**Saved data entries**
···
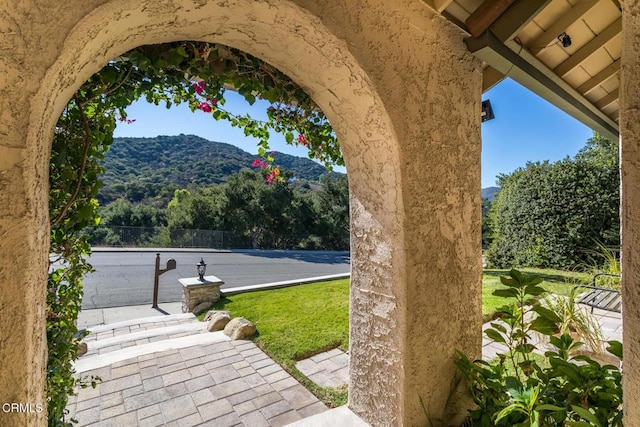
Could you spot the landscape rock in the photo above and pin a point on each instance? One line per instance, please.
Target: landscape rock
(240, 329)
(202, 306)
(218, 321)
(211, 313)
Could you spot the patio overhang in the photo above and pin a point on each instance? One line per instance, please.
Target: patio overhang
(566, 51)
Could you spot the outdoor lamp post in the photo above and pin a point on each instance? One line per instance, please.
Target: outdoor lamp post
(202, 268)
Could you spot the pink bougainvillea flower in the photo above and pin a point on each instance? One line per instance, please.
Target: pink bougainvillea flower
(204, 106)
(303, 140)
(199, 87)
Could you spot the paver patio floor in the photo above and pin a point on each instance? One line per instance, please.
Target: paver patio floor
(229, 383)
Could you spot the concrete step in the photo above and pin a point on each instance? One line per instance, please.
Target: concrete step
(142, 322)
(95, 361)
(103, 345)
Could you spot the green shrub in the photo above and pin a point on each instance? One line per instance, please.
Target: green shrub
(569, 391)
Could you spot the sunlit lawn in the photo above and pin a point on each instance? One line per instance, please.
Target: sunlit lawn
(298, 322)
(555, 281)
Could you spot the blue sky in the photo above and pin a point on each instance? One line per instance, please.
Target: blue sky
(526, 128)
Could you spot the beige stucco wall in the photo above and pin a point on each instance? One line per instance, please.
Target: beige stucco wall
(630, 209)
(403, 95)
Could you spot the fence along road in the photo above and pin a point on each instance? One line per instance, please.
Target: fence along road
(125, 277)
···
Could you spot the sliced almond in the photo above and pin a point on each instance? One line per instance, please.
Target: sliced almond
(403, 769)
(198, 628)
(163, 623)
···
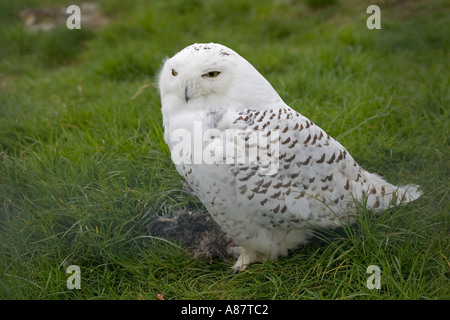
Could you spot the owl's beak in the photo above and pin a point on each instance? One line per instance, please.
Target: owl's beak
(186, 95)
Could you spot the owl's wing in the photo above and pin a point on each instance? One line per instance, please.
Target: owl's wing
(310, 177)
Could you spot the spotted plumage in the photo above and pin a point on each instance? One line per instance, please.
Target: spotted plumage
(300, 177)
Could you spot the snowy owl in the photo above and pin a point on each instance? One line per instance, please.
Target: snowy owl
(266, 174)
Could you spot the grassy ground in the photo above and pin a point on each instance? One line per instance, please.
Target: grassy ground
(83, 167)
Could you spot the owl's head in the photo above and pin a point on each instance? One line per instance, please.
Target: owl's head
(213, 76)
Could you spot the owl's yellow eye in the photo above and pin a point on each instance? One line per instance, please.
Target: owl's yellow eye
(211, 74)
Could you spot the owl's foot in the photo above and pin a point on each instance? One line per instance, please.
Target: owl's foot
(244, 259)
···
**TASK OBJECTIVE**
Please count the lines in the rows above that contain the string "ground", treating uppercase and lowercase as different. Reply with the number alone.

**TASK OUTPUT**
2